Task material ->
□ □ □ □ □ □ □
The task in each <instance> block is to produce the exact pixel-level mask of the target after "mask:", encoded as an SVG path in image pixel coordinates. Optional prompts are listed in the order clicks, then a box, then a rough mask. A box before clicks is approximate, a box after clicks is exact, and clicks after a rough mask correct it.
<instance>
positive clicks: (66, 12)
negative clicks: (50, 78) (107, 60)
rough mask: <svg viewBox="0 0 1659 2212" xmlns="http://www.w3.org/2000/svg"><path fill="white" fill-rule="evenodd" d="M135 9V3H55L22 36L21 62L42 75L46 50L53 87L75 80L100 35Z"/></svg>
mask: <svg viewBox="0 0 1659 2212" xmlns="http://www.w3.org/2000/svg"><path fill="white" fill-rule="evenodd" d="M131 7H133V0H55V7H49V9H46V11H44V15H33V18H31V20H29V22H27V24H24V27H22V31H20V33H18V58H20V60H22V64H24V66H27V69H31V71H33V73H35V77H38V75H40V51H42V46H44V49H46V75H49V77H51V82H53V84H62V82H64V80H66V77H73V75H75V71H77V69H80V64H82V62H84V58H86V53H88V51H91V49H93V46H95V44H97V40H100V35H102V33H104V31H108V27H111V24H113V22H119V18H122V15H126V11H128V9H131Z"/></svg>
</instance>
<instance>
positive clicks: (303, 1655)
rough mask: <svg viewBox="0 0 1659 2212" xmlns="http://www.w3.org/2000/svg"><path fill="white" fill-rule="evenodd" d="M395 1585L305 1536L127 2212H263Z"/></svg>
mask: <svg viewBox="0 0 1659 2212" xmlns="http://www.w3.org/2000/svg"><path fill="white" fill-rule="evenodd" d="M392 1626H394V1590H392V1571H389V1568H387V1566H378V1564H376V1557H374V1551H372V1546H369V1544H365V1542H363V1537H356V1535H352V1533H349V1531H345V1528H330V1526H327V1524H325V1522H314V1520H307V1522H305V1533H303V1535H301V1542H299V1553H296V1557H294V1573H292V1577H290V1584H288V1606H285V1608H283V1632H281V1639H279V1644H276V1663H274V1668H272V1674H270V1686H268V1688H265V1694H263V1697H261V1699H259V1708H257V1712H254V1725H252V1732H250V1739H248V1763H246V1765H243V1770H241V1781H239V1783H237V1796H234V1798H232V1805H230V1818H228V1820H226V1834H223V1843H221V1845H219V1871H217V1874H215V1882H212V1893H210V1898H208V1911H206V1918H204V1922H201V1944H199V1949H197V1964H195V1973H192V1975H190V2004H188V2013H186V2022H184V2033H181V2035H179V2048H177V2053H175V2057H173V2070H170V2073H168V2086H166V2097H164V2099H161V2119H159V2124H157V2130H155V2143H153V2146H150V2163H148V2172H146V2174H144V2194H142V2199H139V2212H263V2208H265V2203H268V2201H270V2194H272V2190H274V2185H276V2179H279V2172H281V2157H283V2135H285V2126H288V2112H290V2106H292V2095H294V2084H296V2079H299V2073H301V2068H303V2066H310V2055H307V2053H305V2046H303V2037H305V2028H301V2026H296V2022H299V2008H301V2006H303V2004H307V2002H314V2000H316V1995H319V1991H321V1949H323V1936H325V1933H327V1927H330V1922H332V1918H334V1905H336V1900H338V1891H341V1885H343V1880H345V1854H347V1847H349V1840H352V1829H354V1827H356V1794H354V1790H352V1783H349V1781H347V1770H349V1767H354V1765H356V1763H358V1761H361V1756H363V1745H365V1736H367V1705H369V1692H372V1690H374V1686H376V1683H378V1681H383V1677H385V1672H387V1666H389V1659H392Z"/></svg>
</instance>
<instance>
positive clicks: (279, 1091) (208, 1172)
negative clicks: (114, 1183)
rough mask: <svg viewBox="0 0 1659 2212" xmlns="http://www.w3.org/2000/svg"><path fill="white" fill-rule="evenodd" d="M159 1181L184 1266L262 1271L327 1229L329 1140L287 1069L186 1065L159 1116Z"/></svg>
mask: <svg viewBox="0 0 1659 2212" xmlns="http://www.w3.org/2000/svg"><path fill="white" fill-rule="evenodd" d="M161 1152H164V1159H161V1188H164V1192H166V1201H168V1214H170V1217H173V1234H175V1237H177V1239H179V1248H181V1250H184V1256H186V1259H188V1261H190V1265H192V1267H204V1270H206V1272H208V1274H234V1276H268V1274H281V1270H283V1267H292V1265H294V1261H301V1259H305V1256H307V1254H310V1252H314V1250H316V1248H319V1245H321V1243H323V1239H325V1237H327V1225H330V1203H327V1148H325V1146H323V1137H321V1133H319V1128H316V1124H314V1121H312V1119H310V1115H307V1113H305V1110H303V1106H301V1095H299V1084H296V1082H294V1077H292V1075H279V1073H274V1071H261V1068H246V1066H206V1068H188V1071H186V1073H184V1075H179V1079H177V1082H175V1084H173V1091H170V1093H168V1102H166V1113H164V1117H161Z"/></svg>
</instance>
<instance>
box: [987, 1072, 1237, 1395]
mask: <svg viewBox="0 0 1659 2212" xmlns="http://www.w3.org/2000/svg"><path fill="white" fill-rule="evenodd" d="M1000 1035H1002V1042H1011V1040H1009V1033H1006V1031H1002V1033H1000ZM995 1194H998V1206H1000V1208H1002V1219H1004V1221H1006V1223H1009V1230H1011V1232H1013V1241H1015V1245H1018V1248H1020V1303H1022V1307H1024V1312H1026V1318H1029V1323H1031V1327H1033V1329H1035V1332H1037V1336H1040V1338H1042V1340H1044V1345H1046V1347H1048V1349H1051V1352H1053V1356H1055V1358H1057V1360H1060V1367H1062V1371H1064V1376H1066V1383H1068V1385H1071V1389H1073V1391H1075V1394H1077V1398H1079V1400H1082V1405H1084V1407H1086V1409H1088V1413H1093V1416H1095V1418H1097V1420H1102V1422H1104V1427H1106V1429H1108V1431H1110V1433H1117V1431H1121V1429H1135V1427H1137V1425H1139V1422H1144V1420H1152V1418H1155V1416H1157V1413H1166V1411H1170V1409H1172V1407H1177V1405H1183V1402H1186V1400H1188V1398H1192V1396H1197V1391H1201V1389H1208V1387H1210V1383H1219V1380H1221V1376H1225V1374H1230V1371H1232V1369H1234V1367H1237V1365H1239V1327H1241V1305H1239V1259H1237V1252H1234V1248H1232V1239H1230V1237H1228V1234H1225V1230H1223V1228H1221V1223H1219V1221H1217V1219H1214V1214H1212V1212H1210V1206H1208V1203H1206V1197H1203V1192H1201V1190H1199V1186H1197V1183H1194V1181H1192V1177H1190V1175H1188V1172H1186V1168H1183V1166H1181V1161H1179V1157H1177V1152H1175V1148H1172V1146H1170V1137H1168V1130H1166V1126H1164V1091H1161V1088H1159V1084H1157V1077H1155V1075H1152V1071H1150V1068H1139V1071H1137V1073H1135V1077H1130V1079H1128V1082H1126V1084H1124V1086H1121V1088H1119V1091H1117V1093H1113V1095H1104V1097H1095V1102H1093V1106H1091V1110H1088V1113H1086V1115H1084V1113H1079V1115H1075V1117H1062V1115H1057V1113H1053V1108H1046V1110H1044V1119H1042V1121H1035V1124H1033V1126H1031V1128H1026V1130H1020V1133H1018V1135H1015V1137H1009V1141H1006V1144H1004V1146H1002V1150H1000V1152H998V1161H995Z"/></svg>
□ □ □ □ □ □ □
Exercise objective ->
The records above need to be output again, verbatim.

Response for this exercise ->
The task in each <instance> block is to produce the exact pixel-level mask of the target after "mask:", encoded as an SVG path in image pixel coordinates. Optional prompts are listed in the order clicks, then a box, then a rough mask. A box before clicks is approximate, a box after clicks is exact, and clicks after a rough mask correct it.
<instance>
positive clicks: (66, 12)
negative clicks: (50, 78) (107, 60)
rough mask: <svg viewBox="0 0 1659 2212" xmlns="http://www.w3.org/2000/svg"><path fill="white" fill-rule="evenodd" d="M135 9V3H55L22 36L21 62L42 75L46 50L53 87L75 80L100 35Z"/></svg>
mask: <svg viewBox="0 0 1659 2212" xmlns="http://www.w3.org/2000/svg"><path fill="white" fill-rule="evenodd" d="M131 7H133V0H55V7H49V9H46V11H44V15H33V18H31V20H29V22H27V24H24V27H22V31H20V33H18V58H20V60H22V64H24V66H27V69H31V71H33V73H35V77H38V75H40V51H42V46H44V49H46V75H49V77H51V82H53V84H62V82H64V80H66V77H73V75H75V71H77V69H80V64H82V62H84V58H86V53H88V51H91V49H93V46H95V44H97V40H100V35H102V33H104V31H108V27H111V24H113V22H119V18H122V15H126V11H128V9H131Z"/></svg>
</instance>
<instance>
positive clicks: (303, 1655)
rough mask: <svg viewBox="0 0 1659 2212" xmlns="http://www.w3.org/2000/svg"><path fill="white" fill-rule="evenodd" d="M395 1585L305 1536L127 2212H263Z"/></svg>
mask: <svg viewBox="0 0 1659 2212" xmlns="http://www.w3.org/2000/svg"><path fill="white" fill-rule="evenodd" d="M392 1626H394V1590H392V1571H389V1568H387V1566H378V1564H376V1557H374V1551H372V1546H369V1544H365V1542H363V1537H356V1535H352V1533H349V1531H345V1528H330V1526H327V1524H325V1522H314V1520H307V1522H305V1533H303V1535H301V1542H299V1553H296V1557H294V1573H292V1577H290V1584H288V1606H285V1608H283V1632H281V1639H279V1644H276V1663H274V1668H272V1674H270V1686H268V1688H265V1694H263V1697H261V1699H259V1708H257V1712H254V1725H252V1732H250V1739H248V1763H246V1765H243V1770H241V1781H239V1783H237V1796H234V1798H232V1805H230V1818H228V1820H226V1834H223V1843H221V1845H219V1871H217V1874H215V1882H212V1893H210V1898H208V1911H206V1918H204V1922H201V1944H199V1949H197V1964H195V1973H192V1975H190V2004H188V2013H186V2022H184V2033H181V2035H179V2048H177V2053H175V2057H173V2070H170V2073H168V2086H166V2097H164V2099H161V2119H159V2124H157V2130H155V2143H153V2146H150V2163H148V2172H146V2174H144V2194H142V2199H139V2212H263V2208H265V2203H268V2201H270V2194H272V2190H274V2185H276V2179H279V2172H281V2157H283V2135H285V2126H288V2112H290V2106H292V2095H294V2084H296V2079H299V2073H301V2068H303V2066H310V2055H307V2053H305V2046H303V2037H305V2028H301V2026H296V2022H299V2008H301V2006H303V2004H307V2002H314V2000H316V1995H319V1991H321V1949H323V1936H325V1933H327V1927H330V1922H332V1918H334V1905H336V1900H338V1891H341V1885H343V1880H345V1854H347V1847H349V1840H352V1829H354V1827H356V1794H354V1790H352V1783H349V1781H347V1770H349V1767H354V1765H356V1763H358V1761H361V1756H363V1745H365V1736H367V1705H369V1692H372V1690H374V1686H376V1683H378V1681H383V1677H385V1672H387V1666H389V1659H392Z"/></svg>
</instance>
<instance>
positive clicks: (279, 1091) (208, 1172)
negative clicks: (114, 1183)
rough mask: <svg viewBox="0 0 1659 2212" xmlns="http://www.w3.org/2000/svg"><path fill="white" fill-rule="evenodd" d="M159 1181L184 1266L262 1271L327 1229L329 1140L287 1069L186 1065L159 1116Z"/></svg>
mask: <svg viewBox="0 0 1659 2212" xmlns="http://www.w3.org/2000/svg"><path fill="white" fill-rule="evenodd" d="M161 1152H164V1159H161V1188H164V1192H166V1201H168V1214H170V1217H173V1234H175V1237H177V1239H179V1248H181V1250H184V1256H186V1259H188V1261H190V1265H192V1267H204V1270H206V1272H208V1274H234V1276H268V1274H281V1270H283V1267H292V1265H294V1261H301V1259H305V1256H307V1254H310V1252H314V1250H316V1248H319V1245H321V1243H323V1239H325V1237H327V1225H330V1203H327V1148H325V1146H323V1137H321V1133H319V1128H316V1124H314V1121H312V1119H310V1115H307V1113H305V1110H303V1106H301V1095H299V1084H296V1082H294V1077H292V1075H279V1073H274V1071H261V1068H246V1066H206V1068H188V1071H186V1073H184V1075H179V1079H177V1082H175V1084H173V1091H170V1093H168V1102H166V1113H164V1117H161Z"/></svg>
</instance>
<instance>
box: [987, 1072, 1237, 1395]
mask: <svg viewBox="0 0 1659 2212" xmlns="http://www.w3.org/2000/svg"><path fill="white" fill-rule="evenodd" d="M1000 1035H1002V1042H1011V1040H1009V1033H1006V1031H1002V1033H1000ZM995 1194H998V1206H1000V1208H1002V1219H1004V1221H1006V1223H1009V1230H1011V1232H1013V1241H1015V1245H1018V1248H1020V1303H1022V1307H1024V1312H1026V1318H1029V1323H1031V1327H1033V1329H1035V1332H1037V1336H1040V1338H1042V1340H1044V1345H1046V1347H1048V1349H1051V1352H1053V1356H1055V1358H1057V1360H1060V1367H1062V1371H1064V1376H1066V1383H1068V1385H1071V1389H1073V1391H1075V1394H1077V1398H1079V1400H1082V1405H1084V1407H1086V1409H1088V1413H1093V1416H1095V1418H1097V1420H1102V1422H1104V1427H1106V1429H1108V1431H1110V1433H1117V1431H1121V1429H1135V1427H1137V1425H1139V1422H1144V1420H1152V1418H1155V1416H1157V1413H1166V1411H1170V1409H1172V1407H1177V1405H1183V1402H1186V1400H1188V1398H1192V1396H1197V1391H1201V1389H1208V1387H1210V1383H1219V1380H1221V1376H1225V1374H1230V1371H1232V1369H1234V1367H1237V1365H1239V1327H1241V1305H1239V1259H1237V1252H1234V1248H1232V1239H1230V1237H1228V1234H1225V1230H1223V1228H1221V1223H1219V1221H1217V1219H1214V1214H1212V1212H1210V1206H1208V1203H1206V1197H1203V1192H1201V1190H1199V1186H1197V1183H1194V1181H1192V1177H1190V1175H1188V1172H1186V1168H1183V1166H1181V1161H1179V1157H1177V1152H1175V1148H1172V1146H1170V1137H1168V1130H1166V1126H1164V1091H1161V1088H1159V1084H1157V1077H1155V1075H1152V1071H1150V1068H1139V1071H1137V1073H1135V1077H1130V1079H1128V1082H1126V1084H1124V1086H1121V1088H1119V1091H1117V1093H1113V1095H1104V1097H1095V1102H1093V1106H1091V1110H1088V1113H1086V1115H1084V1113H1079V1115H1075V1117H1062V1115H1057V1113H1053V1108H1046V1110H1044V1119H1042V1121H1035V1124H1033V1126H1031V1128H1026V1130H1020V1133H1018V1135H1015V1137H1009V1141H1006V1144H1004V1146H1002V1150H1000V1152H998V1161H995Z"/></svg>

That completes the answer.